* Exercise details *
Return all of the entries exactly as written.

* Record extracts *
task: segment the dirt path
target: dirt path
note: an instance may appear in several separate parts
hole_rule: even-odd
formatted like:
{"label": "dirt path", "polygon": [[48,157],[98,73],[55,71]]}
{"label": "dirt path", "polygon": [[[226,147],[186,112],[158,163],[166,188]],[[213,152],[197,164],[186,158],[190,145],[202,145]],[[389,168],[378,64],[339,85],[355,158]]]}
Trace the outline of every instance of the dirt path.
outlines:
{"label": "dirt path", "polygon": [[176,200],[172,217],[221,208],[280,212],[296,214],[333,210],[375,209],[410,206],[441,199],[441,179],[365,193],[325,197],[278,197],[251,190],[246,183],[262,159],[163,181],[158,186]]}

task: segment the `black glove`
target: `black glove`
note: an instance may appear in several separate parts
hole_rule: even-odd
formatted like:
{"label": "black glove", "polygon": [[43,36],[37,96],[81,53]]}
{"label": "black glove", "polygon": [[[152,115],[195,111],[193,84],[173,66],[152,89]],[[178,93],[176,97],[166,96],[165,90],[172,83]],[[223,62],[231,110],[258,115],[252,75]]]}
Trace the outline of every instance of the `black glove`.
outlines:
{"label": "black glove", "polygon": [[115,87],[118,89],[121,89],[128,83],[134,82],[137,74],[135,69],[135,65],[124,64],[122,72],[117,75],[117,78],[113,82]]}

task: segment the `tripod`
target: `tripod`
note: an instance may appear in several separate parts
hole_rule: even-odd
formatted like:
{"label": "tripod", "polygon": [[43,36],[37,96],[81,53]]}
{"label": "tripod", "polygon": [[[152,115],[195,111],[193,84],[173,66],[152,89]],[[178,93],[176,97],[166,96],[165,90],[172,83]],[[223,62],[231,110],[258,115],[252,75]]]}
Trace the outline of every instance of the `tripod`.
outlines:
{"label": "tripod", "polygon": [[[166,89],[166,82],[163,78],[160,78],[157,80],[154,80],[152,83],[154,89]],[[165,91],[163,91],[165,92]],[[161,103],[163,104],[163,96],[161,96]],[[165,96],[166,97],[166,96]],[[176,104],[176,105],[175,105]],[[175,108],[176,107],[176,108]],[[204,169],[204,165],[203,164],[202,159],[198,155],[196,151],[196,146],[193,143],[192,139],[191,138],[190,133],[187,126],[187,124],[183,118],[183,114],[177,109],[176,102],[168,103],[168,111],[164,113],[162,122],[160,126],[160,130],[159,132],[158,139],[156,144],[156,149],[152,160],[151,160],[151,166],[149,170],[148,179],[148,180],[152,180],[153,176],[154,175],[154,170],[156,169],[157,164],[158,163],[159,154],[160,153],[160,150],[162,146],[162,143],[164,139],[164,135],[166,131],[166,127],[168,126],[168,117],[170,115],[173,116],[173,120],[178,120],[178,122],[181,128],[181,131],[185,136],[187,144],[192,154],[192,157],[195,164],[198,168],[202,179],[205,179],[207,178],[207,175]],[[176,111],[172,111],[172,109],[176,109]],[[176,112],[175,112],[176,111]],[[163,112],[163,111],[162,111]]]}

* Task answer *
task: segment the dirt path
target: dirt path
note: an instance may appear in several separate parts
hole_rule: even-odd
formatted like:
{"label": "dirt path", "polygon": [[48,157],[98,73],[55,71]]}
{"label": "dirt path", "polygon": [[[226,147],[186,112],[158,163],[166,188]],[[213,152],[197,164],[186,158],[190,145],[202,145]],[[389,168],[378,64],[339,85],[355,158]]]}
Trace the outline of every instance of the dirt path.
outlines:
{"label": "dirt path", "polygon": [[176,200],[172,217],[221,208],[280,212],[296,214],[333,210],[375,209],[410,206],[441,199],[441,179],[365,193],[325,197],[278,197],[251,190],[246,183],[262,159],[163,181],[158,186]]}

task: segment the `black glove`
target: `black glove`
note: an instance may appear in several separate parts
hole_rule: even-odd
formatted like:
{"label": "black glove", "polygon": [[43,36],[37,96],[81,53]]}
{"label": "black glove", "polygon": [[[152,115],[195,111],[193,84],[173,66],[152,89]],[[178,93],[176,97],[166,96],[165,90],[172,83]],[[223,62],[231,110],[258,115],[252,75]]]}
Trace the outline of every instance of the `black glove`.
outlines:
{"label": "black glove", "polygon": [[115,87],[118,89],[121,89],[128,83],[134,82],[137,74],[135,69],[135,65],[124,64],[122,72],[117,75],[117,78],[113,82]]}

task: segment the `tripod`
target: `tripod`
note: an instance may appear in several separate parts
hole_rule: even-odd
formatted like:
{"label": "tripod", "polygon": [[43,36],[37,96],[81,53]]}
{"label": "tripod", "polygon": [[[152,115],[195,111],[193,84],[173,66],[152,89]],[[178,93],[176,97],[166,96],[165,90],[172,83]],[[223,62],[231,110],[258,115],[252,75]]]}
Trace the outline of every instance of the `tripod`.
outlines:
{"label": "tripod", "polygon": [[[166,89],[166,82],[163,78],[160,78],[157,80],[154,80],[152,83],[154,89]],[[165,91],[163,91],[165,92]],[[161,103],[163,104],[163,96],[161,96]],[[165,96],[166,97],[166,96]],[[176,104],[176,105],[175,105]],[[175,108],[176,107],[176,108]],[[204,169],[204,165],[203,164],[202,159],[198,155],[196,151],[196,146],[193,143],[192,139],[191,138],[190,133],[187,126],[187,124],[183,118],[183,114],[177,109],[176,102],[168,103],[168,111],[164,113],[162,122],[160,126],[160,130],[159,132],[158,139],[156,144],[156,149],[152,160],[151,160],[151,166],[149,170],[148,179],[148,180],[152,180],[153,176],[154,175],[154,170],[156,169],[157,164],[158,163],[159,154],[160,153],[160,150],[162,146],[162,143],[164,139],[164,135],[166,131],[166,127],[168,126],[168,117],[170,115],[173,116],[173,120],[178,120],[178,122],[181,128],[181,131],[185,136],[187,144],[192,154],[192,157],[195,164],[198,168],[202,179],[205,179],[207,178],[207,175]],[[176,111],[172,111],[172,109],[176,109]],[[176,112],[175,112],[176,111]],[[163,112],[163,111],[162,111]]]}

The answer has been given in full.